## Assignment:
Filter the entries down to the lines containing "tree", and copy those lines.

Start of Block

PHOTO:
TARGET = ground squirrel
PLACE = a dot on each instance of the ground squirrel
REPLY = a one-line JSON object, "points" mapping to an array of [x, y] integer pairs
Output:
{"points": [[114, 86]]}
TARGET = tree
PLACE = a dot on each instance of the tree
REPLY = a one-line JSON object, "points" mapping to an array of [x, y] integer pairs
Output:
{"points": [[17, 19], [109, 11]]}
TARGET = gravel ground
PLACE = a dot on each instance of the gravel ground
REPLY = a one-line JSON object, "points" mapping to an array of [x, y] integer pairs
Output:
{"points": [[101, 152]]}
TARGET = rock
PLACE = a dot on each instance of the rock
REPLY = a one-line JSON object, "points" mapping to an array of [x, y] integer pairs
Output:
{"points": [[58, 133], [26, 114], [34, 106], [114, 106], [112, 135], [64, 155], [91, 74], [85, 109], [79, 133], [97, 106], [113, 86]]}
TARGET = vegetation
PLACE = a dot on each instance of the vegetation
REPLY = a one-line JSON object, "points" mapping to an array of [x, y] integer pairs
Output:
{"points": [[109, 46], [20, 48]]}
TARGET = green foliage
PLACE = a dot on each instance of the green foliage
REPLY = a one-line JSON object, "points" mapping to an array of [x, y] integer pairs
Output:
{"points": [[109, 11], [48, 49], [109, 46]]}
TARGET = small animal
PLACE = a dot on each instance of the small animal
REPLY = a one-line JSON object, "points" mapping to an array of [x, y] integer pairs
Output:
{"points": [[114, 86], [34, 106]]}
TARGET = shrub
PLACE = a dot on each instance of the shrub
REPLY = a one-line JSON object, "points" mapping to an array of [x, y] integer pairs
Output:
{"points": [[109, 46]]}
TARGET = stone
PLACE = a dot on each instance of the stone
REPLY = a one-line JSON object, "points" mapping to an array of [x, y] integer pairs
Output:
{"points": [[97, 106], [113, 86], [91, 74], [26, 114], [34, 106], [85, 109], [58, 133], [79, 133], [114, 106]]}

End of Block

## Written reply:
TARGET = tree
PLACE = a dot on each instance of the tree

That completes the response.